* [About this task]:
Retype the saved data entries below from the start of the records through the line containing "box: [0, 1, 118, 50]", with both ends included.

Saved data entries:

========================================

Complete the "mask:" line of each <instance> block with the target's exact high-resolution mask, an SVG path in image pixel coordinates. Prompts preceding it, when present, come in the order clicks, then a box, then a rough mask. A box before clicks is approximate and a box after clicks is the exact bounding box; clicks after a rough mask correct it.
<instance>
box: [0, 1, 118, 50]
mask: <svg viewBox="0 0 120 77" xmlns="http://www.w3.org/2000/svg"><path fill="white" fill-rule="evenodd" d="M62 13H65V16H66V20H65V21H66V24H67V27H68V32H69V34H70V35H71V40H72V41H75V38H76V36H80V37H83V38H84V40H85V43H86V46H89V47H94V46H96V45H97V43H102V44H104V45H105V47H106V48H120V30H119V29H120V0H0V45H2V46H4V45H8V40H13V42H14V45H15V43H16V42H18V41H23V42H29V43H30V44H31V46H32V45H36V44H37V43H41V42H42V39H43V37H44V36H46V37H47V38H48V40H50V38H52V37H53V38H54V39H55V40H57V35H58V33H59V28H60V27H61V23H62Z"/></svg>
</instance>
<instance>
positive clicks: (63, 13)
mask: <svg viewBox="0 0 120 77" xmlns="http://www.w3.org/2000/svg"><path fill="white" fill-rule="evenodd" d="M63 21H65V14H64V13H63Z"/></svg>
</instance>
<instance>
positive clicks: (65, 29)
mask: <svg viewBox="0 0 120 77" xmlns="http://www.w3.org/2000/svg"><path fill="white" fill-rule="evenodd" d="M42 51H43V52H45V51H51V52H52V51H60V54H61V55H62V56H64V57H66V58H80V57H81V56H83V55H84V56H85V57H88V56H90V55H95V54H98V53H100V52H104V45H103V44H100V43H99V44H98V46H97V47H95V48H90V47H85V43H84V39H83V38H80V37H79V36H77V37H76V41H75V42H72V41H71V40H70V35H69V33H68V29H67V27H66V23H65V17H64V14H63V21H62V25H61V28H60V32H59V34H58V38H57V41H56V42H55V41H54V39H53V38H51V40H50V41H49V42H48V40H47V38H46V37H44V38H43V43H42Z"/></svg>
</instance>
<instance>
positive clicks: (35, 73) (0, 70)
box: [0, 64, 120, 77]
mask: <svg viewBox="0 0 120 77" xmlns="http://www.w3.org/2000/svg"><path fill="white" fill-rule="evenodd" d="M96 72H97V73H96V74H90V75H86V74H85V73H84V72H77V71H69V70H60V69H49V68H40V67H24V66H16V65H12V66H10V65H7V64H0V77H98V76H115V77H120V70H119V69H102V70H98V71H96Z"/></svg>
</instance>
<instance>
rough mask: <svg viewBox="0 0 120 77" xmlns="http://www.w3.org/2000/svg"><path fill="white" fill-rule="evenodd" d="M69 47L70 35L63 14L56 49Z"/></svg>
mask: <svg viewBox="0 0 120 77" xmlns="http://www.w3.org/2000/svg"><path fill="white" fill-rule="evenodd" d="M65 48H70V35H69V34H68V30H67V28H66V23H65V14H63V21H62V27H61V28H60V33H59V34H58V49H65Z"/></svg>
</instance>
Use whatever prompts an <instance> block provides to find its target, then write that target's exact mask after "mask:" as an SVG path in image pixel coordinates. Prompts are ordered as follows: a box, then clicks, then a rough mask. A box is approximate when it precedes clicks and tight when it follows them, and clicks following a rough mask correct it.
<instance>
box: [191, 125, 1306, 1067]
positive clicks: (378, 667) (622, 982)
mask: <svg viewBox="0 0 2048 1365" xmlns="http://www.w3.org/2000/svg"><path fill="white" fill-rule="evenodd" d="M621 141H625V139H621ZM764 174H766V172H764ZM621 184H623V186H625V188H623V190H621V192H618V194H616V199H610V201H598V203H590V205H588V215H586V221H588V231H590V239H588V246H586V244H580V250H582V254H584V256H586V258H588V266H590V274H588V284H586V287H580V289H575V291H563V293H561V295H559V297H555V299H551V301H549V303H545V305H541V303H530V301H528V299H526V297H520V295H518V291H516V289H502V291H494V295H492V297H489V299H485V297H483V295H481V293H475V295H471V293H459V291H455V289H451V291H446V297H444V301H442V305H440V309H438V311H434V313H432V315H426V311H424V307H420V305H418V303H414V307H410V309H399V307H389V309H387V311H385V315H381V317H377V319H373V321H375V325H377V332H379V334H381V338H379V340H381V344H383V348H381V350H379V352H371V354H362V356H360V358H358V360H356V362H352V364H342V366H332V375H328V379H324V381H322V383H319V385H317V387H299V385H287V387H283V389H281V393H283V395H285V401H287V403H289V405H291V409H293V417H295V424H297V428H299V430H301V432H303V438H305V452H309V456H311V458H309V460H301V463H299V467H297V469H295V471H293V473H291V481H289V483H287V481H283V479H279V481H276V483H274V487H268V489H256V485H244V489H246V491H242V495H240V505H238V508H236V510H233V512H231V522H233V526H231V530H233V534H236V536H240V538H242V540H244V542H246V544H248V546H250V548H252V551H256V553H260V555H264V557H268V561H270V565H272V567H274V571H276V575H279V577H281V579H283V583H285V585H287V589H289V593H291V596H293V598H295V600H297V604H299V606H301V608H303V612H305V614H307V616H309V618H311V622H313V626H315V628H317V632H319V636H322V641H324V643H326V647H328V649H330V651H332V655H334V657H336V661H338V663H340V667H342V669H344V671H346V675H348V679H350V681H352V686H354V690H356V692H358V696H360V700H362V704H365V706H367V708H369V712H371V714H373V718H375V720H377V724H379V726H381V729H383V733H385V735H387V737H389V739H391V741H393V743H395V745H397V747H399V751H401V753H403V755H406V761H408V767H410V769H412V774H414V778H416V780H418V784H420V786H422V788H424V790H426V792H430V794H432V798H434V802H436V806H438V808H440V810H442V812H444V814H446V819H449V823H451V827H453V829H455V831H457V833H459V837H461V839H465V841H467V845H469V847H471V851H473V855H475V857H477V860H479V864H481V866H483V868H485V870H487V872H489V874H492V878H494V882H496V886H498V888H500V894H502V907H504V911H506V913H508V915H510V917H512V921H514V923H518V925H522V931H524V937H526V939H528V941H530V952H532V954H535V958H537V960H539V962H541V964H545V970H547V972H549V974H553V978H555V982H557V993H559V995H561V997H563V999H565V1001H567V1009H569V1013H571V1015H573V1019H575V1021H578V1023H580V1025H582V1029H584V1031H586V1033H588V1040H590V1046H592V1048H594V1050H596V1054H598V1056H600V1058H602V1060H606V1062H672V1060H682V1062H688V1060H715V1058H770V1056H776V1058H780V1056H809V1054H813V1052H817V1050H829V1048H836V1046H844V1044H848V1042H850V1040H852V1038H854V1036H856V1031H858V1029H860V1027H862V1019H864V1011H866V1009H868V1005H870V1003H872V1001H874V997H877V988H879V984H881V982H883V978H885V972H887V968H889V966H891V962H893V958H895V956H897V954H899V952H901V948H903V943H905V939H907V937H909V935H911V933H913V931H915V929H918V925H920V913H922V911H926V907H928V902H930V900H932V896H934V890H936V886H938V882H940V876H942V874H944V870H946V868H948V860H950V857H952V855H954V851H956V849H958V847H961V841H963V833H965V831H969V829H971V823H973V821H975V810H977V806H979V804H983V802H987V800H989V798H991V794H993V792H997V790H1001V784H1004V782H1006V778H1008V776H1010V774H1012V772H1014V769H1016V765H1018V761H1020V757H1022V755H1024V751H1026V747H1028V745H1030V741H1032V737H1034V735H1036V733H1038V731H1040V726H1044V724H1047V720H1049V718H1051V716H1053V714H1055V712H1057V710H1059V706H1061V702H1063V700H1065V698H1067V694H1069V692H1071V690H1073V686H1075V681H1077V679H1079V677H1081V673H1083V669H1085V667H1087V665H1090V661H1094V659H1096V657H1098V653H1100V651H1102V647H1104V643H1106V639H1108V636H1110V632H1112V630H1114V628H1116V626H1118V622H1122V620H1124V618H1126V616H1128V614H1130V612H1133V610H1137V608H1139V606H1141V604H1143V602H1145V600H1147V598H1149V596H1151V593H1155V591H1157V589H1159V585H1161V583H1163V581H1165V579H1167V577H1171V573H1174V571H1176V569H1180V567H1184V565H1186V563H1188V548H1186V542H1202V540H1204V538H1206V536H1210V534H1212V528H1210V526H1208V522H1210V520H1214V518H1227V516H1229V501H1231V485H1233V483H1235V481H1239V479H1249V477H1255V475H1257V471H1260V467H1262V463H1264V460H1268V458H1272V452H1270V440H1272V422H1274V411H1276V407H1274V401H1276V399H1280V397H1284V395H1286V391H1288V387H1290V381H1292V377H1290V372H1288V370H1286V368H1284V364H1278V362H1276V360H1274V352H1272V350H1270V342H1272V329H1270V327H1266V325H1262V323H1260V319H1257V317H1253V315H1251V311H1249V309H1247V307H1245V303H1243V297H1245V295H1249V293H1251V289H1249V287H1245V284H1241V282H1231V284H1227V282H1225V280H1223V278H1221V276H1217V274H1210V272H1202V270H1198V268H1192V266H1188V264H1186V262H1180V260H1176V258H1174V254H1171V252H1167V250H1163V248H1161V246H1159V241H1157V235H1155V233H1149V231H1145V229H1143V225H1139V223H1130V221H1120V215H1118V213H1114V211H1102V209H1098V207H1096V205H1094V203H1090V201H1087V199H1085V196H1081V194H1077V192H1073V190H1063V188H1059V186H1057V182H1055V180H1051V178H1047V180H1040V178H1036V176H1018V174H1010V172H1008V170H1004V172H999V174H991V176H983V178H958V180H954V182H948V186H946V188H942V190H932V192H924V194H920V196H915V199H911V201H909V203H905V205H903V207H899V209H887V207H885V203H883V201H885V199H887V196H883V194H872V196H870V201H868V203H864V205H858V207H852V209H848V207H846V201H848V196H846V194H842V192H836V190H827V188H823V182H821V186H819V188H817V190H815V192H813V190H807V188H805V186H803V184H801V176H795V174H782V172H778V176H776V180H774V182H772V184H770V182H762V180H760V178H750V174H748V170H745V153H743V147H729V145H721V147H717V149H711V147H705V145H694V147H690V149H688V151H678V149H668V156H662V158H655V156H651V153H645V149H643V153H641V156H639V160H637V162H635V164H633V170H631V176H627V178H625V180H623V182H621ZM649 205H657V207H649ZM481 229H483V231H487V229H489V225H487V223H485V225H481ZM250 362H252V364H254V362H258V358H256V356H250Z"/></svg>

========================================

* [Task output]:
Complete the "mask:" line of each <instance> block with the target's exact high-resolution mask, an SVG path in image pixel coordinates. Prompts preceding it, when present, come in the order clicks, then a box, then a rough mask. A box before clicks is approximate and a box after clicks is the exact bounding box; clicks after a rough mask correct it.
<instance>
box: [0, 1, 118, 50]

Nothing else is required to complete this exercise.